TASK TO CARRY OUT: Edit the items from the line with "Objective — one dot per instance of the brick" up to and including the line with "[[125, 655], [645, 474], [601, 390]]" by replacing "steeple" with "spire", leaving everything else as it is. Return only those lines.

DATASET CONTENT:
★ ★ ★ ★ ★

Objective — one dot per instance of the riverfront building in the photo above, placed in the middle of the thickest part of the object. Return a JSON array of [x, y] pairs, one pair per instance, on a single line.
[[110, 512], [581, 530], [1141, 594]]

★ ★ ★ ★ ★

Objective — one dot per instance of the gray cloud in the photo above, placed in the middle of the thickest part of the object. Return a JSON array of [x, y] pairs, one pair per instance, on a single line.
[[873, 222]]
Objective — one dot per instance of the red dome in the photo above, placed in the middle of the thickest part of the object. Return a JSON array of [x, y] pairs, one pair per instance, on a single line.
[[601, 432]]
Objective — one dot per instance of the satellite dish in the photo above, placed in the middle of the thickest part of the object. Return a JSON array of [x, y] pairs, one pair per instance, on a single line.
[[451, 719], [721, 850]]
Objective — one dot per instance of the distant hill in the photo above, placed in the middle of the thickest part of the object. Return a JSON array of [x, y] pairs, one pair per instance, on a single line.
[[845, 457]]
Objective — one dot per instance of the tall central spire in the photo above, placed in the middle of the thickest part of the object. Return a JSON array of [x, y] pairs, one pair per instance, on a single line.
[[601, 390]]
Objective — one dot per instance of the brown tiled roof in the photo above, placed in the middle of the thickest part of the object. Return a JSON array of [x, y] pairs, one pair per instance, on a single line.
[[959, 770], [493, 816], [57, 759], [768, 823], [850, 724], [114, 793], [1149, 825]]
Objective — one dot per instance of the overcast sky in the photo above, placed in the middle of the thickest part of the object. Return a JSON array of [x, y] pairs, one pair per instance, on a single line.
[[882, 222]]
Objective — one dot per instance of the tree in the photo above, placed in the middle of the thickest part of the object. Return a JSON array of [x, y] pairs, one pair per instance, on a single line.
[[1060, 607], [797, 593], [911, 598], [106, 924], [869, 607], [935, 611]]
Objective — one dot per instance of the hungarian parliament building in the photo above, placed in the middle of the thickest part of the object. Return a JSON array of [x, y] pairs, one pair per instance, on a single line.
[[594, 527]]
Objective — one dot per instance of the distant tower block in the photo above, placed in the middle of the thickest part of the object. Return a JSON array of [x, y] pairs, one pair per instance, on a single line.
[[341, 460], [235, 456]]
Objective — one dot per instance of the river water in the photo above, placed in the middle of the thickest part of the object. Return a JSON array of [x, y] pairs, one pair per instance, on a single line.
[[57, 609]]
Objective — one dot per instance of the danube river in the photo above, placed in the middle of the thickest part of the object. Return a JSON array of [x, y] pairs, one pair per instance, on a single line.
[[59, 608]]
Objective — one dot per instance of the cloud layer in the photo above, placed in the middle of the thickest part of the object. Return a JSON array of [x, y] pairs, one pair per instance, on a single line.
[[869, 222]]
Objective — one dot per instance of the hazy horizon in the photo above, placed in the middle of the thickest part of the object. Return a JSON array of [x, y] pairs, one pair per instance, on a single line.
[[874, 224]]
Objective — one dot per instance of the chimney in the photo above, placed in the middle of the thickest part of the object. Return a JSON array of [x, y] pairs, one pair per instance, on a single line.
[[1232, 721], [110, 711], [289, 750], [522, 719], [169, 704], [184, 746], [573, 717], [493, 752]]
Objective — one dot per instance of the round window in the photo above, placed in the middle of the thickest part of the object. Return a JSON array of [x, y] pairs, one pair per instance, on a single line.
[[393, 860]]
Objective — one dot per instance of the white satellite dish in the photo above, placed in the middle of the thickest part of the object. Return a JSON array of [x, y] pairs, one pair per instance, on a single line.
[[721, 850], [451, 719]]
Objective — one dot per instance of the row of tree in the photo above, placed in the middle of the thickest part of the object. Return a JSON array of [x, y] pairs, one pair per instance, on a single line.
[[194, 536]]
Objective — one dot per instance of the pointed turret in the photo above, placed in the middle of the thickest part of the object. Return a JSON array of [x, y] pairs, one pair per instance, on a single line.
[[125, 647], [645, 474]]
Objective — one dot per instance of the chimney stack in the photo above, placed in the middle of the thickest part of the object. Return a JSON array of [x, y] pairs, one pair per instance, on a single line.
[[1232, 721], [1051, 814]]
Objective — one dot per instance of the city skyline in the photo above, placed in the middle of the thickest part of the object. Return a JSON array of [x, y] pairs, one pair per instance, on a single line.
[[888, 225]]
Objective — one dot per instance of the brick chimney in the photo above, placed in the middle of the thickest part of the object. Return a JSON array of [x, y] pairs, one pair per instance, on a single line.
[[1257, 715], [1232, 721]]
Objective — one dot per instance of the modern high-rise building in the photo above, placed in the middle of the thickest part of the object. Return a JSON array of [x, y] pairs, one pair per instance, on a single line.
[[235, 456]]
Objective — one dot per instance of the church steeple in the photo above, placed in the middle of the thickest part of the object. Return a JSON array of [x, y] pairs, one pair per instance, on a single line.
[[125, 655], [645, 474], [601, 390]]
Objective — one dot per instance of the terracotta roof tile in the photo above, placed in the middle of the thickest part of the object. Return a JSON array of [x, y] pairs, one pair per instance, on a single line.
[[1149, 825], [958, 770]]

★ ★ ★ ★ ★

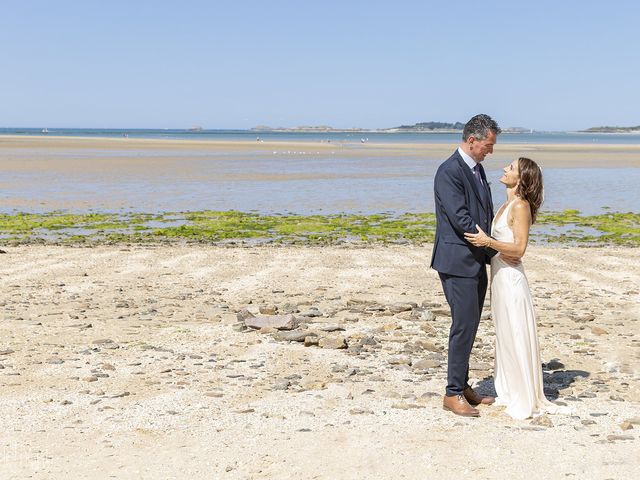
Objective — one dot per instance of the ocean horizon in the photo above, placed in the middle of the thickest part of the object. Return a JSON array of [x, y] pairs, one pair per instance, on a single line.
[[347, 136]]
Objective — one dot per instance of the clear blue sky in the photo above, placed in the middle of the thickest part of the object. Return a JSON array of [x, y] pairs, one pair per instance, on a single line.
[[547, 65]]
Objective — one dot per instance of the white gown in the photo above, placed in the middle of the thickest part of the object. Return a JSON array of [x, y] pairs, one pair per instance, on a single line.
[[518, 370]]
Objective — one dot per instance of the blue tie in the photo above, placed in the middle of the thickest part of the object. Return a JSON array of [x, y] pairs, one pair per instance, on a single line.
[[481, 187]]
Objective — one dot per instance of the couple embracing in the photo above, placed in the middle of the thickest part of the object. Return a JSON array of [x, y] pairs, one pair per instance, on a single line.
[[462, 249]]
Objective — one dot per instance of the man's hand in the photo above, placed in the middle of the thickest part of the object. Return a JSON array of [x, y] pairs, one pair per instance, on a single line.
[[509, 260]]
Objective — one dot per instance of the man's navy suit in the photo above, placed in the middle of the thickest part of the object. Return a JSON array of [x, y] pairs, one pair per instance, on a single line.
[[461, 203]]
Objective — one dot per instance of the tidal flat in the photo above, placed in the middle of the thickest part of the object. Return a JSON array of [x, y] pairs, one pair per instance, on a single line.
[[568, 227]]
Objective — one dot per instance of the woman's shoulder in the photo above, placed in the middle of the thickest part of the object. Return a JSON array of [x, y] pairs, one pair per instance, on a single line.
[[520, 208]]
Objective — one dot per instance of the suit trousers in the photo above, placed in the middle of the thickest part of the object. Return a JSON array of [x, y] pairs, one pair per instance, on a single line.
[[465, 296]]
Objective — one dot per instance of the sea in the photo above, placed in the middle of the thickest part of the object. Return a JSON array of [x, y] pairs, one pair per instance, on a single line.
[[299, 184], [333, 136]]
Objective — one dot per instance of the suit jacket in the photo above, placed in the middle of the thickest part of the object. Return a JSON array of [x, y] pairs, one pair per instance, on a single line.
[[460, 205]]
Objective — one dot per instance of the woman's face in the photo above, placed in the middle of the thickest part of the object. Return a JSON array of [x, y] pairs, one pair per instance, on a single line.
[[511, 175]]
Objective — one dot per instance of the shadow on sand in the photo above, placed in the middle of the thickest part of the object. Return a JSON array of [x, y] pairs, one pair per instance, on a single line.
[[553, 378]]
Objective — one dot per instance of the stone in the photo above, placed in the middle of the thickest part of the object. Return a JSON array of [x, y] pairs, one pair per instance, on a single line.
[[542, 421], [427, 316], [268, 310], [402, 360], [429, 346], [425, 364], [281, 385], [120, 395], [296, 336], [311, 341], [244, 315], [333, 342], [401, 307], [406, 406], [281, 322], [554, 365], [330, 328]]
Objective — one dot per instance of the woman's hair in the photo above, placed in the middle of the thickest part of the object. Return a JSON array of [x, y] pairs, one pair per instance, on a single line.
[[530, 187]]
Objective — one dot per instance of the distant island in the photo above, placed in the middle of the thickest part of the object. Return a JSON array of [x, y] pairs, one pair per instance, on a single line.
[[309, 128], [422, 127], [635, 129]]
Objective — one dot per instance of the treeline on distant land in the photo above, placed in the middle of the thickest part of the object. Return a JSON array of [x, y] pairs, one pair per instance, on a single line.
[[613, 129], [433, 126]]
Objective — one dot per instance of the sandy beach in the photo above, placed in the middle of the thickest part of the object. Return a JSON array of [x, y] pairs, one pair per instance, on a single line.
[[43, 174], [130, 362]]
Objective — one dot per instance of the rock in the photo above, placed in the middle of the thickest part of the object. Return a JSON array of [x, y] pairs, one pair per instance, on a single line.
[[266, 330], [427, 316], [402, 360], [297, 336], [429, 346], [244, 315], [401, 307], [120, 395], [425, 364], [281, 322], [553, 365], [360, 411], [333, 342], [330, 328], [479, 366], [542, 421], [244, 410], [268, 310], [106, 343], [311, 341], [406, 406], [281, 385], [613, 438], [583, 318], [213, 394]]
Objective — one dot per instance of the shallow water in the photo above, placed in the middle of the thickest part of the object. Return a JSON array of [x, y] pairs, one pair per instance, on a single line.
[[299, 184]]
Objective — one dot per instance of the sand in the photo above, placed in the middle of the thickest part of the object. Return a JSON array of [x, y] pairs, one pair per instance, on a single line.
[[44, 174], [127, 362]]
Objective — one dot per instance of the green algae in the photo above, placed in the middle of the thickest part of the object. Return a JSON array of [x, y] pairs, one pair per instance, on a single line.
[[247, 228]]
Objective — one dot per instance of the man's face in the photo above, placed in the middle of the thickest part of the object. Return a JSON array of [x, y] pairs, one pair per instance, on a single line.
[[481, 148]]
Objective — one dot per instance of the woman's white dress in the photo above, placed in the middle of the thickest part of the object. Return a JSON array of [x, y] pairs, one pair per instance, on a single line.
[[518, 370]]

★ ★ ★ ★ ★

FINISHED ANSWER:
Objective — one dot per instance of the brick chimney in the photo above, placed in the middle of the thickest part of the object. Return a JSON array of [x, y] pairs, one pair per instance, on a single line.
[[1257, 715], [1232, 721]]
Objective — one dot per instance of the modern high-rise building in the photo above, placed in the middle of the thickest part of the object. Return a JSON array of [x, y] pairs, one pair per instance, on a single line.
[[235, 456]]
Objective — one dot per instance of the church spire in the photo above, placed in the middle of the thickest part of the object. Return a JSON array of [x, y] pairs, one pair per instance, on a single line.
[[125, 655], [645, 474], [601, 390]]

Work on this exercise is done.